====== RECORDS FOR THIS EXERCISE ======

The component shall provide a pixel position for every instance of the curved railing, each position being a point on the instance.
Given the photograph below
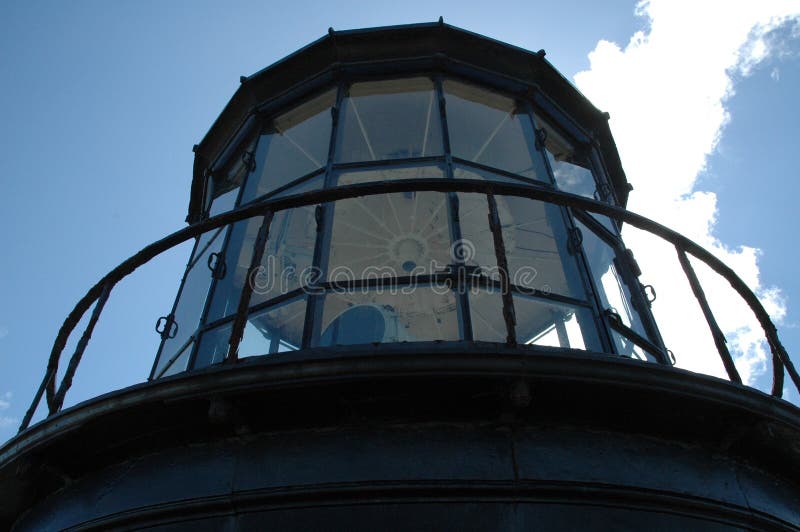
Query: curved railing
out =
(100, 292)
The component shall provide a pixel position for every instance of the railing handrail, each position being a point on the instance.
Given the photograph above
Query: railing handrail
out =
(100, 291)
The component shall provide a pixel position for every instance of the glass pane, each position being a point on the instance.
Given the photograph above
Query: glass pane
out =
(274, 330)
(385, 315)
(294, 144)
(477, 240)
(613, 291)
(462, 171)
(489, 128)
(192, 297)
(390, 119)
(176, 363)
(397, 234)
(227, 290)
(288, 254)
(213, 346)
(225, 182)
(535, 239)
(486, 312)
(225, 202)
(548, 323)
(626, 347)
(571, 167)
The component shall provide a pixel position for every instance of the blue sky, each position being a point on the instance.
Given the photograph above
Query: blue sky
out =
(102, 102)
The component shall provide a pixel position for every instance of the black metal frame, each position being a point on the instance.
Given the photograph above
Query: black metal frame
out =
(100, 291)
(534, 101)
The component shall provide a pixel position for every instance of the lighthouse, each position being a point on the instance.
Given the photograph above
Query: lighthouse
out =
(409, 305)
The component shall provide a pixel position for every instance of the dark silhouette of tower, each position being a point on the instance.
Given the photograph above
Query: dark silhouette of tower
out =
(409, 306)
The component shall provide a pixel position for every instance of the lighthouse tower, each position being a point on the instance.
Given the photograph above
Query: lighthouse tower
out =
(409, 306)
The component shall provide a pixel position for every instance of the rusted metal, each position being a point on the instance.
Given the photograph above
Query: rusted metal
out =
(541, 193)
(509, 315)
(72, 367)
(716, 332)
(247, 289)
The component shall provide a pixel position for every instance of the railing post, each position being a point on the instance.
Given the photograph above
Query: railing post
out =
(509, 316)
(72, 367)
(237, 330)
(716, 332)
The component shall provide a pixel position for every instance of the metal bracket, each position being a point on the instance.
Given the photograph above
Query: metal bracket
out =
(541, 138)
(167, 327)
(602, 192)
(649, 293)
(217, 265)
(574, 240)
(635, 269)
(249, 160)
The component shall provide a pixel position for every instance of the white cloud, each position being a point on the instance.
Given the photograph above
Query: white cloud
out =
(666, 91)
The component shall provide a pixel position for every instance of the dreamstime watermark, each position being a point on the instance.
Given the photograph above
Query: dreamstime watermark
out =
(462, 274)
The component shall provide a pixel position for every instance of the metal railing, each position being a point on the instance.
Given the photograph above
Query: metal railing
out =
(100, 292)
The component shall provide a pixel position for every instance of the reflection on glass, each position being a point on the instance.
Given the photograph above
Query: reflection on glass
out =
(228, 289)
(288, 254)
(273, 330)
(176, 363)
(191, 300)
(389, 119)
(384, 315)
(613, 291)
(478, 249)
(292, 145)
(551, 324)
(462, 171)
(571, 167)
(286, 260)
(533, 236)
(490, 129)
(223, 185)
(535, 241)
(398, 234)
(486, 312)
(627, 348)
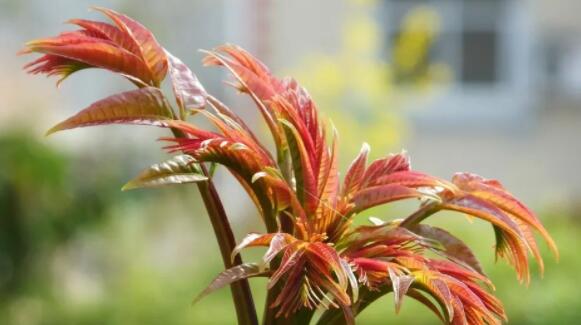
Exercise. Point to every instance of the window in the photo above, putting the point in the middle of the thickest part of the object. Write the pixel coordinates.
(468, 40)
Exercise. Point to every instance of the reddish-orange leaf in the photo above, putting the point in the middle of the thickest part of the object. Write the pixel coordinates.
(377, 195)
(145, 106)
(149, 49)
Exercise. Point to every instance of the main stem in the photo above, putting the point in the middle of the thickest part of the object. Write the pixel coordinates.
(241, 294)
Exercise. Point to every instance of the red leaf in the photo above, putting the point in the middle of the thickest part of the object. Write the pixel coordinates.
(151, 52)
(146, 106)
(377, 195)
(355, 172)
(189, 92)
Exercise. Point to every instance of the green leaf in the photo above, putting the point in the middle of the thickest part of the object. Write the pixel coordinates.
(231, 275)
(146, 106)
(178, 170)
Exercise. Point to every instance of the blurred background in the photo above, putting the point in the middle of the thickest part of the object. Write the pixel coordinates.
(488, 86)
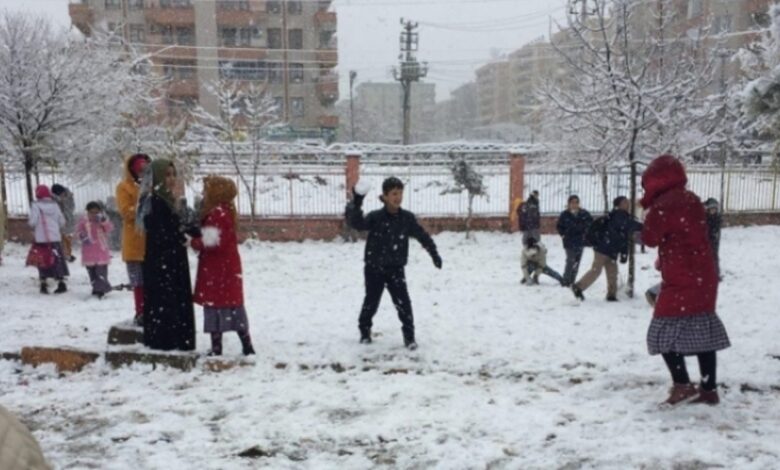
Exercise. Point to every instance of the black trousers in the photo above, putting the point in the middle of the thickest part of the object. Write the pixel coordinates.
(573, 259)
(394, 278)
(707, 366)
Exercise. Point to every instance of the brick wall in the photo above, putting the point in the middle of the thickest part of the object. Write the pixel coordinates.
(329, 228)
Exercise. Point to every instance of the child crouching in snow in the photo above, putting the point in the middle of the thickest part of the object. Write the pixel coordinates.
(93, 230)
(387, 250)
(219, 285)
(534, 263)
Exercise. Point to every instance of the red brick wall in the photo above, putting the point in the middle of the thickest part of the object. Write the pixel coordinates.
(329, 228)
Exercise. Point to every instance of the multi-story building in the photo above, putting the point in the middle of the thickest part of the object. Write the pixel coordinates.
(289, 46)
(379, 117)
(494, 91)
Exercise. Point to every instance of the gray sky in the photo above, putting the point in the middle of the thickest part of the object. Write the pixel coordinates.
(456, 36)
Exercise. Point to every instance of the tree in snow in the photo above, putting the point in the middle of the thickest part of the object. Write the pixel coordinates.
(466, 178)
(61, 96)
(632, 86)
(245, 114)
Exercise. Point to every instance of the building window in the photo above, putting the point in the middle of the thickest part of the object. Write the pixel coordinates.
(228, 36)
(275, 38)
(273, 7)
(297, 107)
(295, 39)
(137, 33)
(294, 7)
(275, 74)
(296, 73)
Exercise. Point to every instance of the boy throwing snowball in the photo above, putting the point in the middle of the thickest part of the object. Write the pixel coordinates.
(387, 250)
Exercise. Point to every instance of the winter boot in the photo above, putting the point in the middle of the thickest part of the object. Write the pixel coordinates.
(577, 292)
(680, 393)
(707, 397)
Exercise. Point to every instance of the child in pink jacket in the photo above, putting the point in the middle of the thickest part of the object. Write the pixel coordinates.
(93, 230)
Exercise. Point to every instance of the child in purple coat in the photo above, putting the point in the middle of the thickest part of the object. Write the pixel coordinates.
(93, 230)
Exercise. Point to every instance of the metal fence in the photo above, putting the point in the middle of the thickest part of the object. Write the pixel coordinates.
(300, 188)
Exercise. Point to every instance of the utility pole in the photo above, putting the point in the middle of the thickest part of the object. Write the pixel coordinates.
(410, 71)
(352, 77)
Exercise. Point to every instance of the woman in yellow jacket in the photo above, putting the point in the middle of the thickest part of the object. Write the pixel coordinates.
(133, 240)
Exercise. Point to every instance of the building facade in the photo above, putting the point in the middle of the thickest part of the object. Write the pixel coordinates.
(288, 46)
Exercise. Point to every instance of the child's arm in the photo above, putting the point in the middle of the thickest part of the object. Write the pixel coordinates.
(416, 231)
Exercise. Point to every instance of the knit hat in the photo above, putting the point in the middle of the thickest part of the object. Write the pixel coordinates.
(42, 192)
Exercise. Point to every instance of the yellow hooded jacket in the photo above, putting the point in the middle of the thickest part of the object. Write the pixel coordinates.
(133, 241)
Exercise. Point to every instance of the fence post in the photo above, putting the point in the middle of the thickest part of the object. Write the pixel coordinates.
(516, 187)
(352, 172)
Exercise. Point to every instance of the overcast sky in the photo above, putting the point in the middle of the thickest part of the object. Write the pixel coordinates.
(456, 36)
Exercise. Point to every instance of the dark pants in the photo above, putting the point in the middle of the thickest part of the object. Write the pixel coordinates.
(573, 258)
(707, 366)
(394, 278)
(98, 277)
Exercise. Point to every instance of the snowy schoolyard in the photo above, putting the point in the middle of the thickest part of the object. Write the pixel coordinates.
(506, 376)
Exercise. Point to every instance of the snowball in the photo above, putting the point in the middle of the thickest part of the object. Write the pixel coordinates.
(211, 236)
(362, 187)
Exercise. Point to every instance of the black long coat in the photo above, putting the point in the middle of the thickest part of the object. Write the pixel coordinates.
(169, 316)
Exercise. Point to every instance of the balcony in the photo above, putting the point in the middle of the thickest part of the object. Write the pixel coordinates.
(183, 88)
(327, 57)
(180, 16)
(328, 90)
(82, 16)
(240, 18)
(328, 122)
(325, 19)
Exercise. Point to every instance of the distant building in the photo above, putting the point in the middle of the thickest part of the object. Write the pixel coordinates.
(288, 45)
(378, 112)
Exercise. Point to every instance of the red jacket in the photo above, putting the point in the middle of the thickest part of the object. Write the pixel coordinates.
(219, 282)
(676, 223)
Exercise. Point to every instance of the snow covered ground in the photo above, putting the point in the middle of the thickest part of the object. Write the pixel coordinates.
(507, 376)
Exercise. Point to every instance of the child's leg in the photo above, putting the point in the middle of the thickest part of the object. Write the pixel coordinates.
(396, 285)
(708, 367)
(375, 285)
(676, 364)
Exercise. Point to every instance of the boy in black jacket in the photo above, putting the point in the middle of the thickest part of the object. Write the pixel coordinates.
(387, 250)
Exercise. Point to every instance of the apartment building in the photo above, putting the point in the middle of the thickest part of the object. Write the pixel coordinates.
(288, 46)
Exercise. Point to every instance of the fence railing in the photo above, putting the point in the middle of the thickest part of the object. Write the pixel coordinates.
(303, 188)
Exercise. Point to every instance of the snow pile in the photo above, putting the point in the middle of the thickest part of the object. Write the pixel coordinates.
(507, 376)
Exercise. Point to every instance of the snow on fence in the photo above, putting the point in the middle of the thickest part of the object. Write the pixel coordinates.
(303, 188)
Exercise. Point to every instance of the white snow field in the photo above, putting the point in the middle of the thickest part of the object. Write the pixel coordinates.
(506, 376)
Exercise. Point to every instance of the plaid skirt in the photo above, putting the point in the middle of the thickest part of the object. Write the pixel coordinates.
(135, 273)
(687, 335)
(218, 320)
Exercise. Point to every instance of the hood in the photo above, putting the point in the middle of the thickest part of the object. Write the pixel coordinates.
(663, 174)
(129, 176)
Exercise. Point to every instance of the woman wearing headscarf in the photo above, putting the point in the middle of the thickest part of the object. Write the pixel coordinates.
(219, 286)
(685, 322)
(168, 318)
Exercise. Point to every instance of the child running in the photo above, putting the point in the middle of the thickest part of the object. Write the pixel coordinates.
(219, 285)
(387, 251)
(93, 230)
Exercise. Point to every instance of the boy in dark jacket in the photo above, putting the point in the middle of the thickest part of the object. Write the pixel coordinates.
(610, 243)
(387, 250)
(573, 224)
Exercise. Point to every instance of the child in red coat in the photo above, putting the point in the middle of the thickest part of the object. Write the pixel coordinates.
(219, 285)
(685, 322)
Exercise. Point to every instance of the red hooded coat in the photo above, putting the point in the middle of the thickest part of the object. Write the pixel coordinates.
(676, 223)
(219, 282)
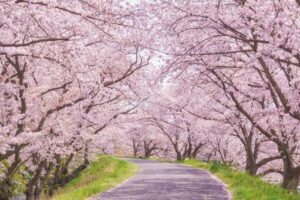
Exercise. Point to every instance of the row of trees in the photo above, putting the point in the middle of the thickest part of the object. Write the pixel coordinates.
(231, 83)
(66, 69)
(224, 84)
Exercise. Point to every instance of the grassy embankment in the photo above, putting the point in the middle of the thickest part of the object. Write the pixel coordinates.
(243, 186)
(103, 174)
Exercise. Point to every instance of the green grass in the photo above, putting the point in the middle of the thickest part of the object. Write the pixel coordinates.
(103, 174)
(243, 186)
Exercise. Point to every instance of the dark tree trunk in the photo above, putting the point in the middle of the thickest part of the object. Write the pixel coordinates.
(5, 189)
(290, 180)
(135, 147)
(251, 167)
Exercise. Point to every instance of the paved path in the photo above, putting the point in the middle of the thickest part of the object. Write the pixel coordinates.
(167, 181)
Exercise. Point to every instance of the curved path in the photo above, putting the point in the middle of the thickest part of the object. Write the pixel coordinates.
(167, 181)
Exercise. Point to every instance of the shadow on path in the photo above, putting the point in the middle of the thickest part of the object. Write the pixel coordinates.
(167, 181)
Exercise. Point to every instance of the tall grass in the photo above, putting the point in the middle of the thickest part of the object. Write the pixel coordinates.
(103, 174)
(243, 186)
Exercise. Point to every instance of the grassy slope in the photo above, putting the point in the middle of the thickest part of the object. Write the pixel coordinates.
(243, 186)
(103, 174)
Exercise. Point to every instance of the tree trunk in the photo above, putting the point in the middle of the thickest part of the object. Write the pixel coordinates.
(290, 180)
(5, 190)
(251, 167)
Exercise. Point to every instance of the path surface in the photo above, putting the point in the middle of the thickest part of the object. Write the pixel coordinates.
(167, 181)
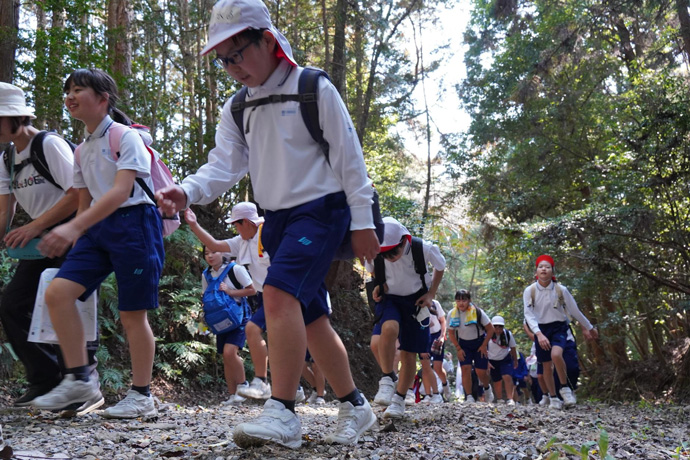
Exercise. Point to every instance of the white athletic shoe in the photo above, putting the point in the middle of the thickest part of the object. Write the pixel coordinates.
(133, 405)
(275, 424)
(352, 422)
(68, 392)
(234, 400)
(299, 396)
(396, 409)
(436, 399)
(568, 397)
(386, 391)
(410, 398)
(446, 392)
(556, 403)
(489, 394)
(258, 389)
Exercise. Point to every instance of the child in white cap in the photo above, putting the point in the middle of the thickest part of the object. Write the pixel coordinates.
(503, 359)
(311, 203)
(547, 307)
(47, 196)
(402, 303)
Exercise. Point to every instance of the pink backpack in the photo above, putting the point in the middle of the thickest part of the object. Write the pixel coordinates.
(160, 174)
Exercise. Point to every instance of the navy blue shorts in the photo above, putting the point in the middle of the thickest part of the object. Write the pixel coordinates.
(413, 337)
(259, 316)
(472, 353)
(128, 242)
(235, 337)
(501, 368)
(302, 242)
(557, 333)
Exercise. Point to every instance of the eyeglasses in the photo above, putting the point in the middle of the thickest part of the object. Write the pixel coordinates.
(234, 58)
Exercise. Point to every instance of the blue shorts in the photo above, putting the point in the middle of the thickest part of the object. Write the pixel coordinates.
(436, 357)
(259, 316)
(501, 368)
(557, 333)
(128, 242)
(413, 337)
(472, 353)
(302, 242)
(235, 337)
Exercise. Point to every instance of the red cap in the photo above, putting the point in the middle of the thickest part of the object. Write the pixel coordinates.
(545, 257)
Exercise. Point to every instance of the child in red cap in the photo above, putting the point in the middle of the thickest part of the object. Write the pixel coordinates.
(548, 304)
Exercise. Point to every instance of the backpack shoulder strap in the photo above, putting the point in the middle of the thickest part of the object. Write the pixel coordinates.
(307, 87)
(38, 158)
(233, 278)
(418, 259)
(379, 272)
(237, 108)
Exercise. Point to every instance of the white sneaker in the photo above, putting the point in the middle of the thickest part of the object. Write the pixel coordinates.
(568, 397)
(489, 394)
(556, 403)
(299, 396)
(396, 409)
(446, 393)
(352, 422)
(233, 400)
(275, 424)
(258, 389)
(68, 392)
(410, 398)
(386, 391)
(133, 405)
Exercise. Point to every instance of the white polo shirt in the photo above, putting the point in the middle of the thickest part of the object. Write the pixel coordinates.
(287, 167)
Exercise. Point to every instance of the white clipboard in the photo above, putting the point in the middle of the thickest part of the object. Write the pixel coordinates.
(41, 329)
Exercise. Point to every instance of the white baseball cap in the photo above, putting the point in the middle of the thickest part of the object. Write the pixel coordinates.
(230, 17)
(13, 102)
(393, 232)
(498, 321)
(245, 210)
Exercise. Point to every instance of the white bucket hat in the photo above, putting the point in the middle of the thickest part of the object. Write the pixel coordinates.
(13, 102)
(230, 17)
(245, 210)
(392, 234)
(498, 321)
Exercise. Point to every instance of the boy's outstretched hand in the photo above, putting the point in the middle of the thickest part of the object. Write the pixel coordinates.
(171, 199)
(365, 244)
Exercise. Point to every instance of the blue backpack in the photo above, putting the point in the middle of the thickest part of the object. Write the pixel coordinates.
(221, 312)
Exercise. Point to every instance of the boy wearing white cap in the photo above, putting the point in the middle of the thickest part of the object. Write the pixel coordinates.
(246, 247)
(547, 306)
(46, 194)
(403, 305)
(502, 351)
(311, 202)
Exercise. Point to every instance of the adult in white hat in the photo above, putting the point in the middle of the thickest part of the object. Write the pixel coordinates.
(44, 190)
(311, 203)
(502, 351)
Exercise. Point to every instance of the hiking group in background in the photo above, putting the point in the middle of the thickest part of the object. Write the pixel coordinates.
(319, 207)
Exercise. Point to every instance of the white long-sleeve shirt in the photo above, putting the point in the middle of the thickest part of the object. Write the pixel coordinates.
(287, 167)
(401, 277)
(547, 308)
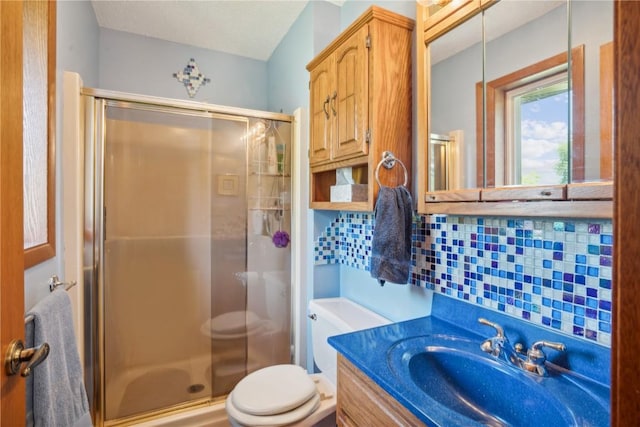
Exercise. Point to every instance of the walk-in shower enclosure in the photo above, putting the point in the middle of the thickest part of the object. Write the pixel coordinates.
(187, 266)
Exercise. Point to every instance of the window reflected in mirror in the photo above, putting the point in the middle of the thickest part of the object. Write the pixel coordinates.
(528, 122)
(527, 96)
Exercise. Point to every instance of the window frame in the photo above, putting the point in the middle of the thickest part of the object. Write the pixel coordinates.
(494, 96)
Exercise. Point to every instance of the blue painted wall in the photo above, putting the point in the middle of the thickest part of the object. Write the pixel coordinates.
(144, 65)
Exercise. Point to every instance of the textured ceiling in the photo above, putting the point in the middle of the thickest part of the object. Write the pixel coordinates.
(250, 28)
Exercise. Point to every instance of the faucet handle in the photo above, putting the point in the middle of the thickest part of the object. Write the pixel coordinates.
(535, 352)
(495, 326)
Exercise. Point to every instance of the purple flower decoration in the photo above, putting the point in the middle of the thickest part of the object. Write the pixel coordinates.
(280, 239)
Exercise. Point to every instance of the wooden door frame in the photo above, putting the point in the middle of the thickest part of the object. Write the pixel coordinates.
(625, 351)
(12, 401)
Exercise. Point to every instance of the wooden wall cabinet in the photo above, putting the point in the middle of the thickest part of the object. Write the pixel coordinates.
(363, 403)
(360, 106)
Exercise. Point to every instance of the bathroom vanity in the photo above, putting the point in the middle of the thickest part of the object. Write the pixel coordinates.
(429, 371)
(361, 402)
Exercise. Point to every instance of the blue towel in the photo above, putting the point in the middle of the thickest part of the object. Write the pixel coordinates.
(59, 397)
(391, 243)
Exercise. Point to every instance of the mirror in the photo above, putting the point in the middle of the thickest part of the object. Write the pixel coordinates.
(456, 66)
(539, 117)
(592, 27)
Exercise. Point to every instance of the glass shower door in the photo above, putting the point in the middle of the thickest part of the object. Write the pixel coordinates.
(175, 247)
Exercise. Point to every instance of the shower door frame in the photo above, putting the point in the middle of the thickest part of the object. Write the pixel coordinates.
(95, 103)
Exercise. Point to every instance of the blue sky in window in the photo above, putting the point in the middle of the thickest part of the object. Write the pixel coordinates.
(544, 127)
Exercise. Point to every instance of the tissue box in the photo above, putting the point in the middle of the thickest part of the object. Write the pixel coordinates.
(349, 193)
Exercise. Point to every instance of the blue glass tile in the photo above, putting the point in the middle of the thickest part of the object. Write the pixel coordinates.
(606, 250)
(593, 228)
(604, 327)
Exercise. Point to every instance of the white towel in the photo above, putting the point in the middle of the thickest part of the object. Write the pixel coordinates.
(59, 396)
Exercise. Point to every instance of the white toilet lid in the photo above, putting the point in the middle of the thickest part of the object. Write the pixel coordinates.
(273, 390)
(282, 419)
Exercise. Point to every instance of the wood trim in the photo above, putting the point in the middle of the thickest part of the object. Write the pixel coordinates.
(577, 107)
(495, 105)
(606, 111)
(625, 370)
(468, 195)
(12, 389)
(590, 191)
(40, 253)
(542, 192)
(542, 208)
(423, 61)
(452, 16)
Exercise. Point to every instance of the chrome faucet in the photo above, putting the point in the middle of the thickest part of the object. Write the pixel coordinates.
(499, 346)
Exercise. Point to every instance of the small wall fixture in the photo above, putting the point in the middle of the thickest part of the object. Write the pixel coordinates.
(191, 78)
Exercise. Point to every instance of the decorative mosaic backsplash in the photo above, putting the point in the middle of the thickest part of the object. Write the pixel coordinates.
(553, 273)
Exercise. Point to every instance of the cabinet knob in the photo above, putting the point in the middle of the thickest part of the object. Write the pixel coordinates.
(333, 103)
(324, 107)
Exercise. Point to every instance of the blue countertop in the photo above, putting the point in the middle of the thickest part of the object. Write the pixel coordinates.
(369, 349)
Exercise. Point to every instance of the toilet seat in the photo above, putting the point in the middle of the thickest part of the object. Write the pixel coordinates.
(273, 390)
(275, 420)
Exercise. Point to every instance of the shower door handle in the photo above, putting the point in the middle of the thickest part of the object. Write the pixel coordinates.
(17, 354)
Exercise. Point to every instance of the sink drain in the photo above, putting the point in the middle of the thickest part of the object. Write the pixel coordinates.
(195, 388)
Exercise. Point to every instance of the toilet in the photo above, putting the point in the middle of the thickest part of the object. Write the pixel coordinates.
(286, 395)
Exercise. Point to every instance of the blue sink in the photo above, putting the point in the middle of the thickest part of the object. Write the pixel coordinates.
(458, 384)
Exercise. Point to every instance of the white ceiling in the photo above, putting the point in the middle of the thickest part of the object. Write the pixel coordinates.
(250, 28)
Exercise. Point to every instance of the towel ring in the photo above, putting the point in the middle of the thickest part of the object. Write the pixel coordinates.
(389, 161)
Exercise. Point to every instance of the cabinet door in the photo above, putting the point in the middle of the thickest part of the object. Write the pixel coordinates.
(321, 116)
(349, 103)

======

REQUIREMENT
Each line of the material above either contains the word "bracket" or does not; state how many do, and nothing else.

OUTPUT FOR THIS EXERCISE
2